→ **INSTRUCTIONS FOR THE TASK**
Turn the records below into one numbered list with one line per item. Skip the blank lines and leave the pictures out.

--- START OF DATA PROVIDED ---

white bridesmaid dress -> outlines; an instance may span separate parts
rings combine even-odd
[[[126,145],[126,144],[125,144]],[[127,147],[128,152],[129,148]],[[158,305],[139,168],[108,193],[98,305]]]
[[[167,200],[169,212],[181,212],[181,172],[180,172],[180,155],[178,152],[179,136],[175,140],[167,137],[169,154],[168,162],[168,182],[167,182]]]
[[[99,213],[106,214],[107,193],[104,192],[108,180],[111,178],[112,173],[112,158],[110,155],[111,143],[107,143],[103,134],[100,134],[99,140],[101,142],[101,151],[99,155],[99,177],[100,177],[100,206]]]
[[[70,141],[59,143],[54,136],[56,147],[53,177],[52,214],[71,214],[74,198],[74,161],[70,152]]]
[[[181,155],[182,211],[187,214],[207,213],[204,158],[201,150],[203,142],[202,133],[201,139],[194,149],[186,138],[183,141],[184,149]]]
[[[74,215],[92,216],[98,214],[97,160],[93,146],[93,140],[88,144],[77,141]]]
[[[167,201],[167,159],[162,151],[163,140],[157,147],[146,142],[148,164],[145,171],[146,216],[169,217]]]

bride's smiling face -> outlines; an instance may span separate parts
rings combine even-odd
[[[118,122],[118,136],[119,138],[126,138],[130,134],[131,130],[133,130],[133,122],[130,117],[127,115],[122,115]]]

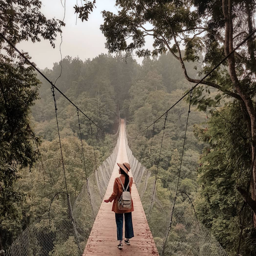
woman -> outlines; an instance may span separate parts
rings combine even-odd
[[[114,200],[113,206],[112,207],[112,211],[115,213],[117,230],[117,240],[119,241],[119,244],[117,246],[117,247],[118,249],[123,249],[122,241],[124,214],[125,215],[125,222],[126,239],[125,240],[125,243],[129,245],[130,241],[129,239],[133,237],[134,235],[133,235],[133,228],[132,227],[131,219],[131,212],[134,211],[132,199],[131,200],[131,207],[130,209],[126,210],[120,210],[118,209],[118,199],[120,198],[123,192],[123,186],[121,183],[121,181],[126,189],[128,187],[128,184],[129,184],[128,191],[129,191],[130,193],[133,179],[131,177],[130,177],[128,174],[128,171],[129,171],[130,169],[130,165],[128,164],[128,163],[124,163],[123,164],[117,163],[117,165],[120,167],[119,174],[120,174],[121,175],[120,177],[115,178],[113,193],[110,197],[108,199],[105,200],[104,202],[108,203],[108,202],[112,202]],[[119,178],[121,179],[121,181]]]

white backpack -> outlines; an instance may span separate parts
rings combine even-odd
[[[128,185],[127,185],[126,189],[125,189],[120,177],[118,177],[118,178],[120,180],[122,187],[123,187],[123,193],[118,200],[118,209],[121,210],[130,209],[131,208],[131,196],[130,192],[127,191],[130,184],[130,178],[129,178],[129,182],[128,182]]]

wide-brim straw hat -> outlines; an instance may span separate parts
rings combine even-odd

--- END OF DATA PROVIDED ---

→ **RESULT**
1. white bridesmaid dress -> outlines; an instance may span separate parts
2. rings combine even-odd
3. [[[126,145],[126,144],[125,144]],[[127,147],[128,152],[129,148]],[[158,305],[139,168],[108,193],[98,305]]]
4. [[[167,200],[169,212],[181,212],[181,172],[180,172],[180,155],[178,152],[179,136],[175,140],[167,137],[169,154],[168,162],[168,182],[167,182]]]
5. [[[99,213],[106,214],[107,193],[104,192],[108,180],[111,178],[112,173],[112,158],[110,155],[111,143],[107,143],[103,134],[100,134],[99,140],[101,142],[101,151],[99,155],[99,177],[100,177],[100,206]]]
6. [[[70,141],[59,143],[54,136],[56,147],[53,177],[52,214],[71,214],[74,198],[74,161],[70,152]]]
7. [[[181,155],[182,211],[187,214],[207,213],[204,158],[201,150],[203,142],[202,133],[201,139],[194,149],[186,138],[183,141],[184,149]]]
8. [[[74,215],[92,216],[98,214],[97,160],[93,146],[93,140],[88,144],[77,141]]]
9. [[[167,201],[167,159],[162,151],[163,140],[157,147],[146,142],[148,164],[145,171],[146,216],[169,217]]]
10. bride's smiling face -> outlines; an instance may span separate parts
11. rings combine even-odd
12. [[[118,122],[118,136],[119,138],[126,138],[130,134],[131,130],[133,130],[133,122],[130,117],[127,115],[122,115]]]
13. woman -> outlines; an instance may span separate parts
14. rings combine even-odd
15. [[[114,200],[113,206],[112,207],[112,211],[115,213],[117,230],[117,240],[119,241],[119,244],[117,246],[117,247],[118,249],[123,249],[122,241],[124,214],[125,215],[125,222],[126,239],[125,240],[125,243],[129,245],[130,241],[129,239],[133,237],[134,235],[133,235],[133,228],[132,227],[131,219],[131,212],[134,211],[132,199],[131,200],[131,207],[130,209],[126,210],[120,210],[118,209],[118,199],[120,198],[123,192],[123,186],[121,183],[121,181],[126,189],[128,187],[128,184],[129,184],[128,191],[129,191],[130,193],[133,179],[131,177],[130,177],[128,174],[128,171],[129,171],[130,169],[130,165],[128,164],[128,163],[124,163],[123,164],[117,163],[117,165],[120,167],[119,174],[120,174],[121,175],[120,177],[115,178],[113,193],[110,197],[108,199],[105,200],[104,202],[108,203],[108,202],[112,202]],[[119,178],[121,179],[121,181]]]
16. white backpack -> outlines; an instance may span separate parts
17. rings combine even-odd
18. [[[128,185],[127,185],[126,189],[125,189],[120,177],[118,177],[118,178],[120,180],[122,187],[123,187],[123,193],[118,200],[118,209],[121,210],[130,209],[131,208],[131,196],[130,192],[127,191],[130,184],[130,178],[129,178],[129,182],[128,182]]]
19. wide-brim straw hat -> outlines; an instance may span separate parts
20. rings combine even-odd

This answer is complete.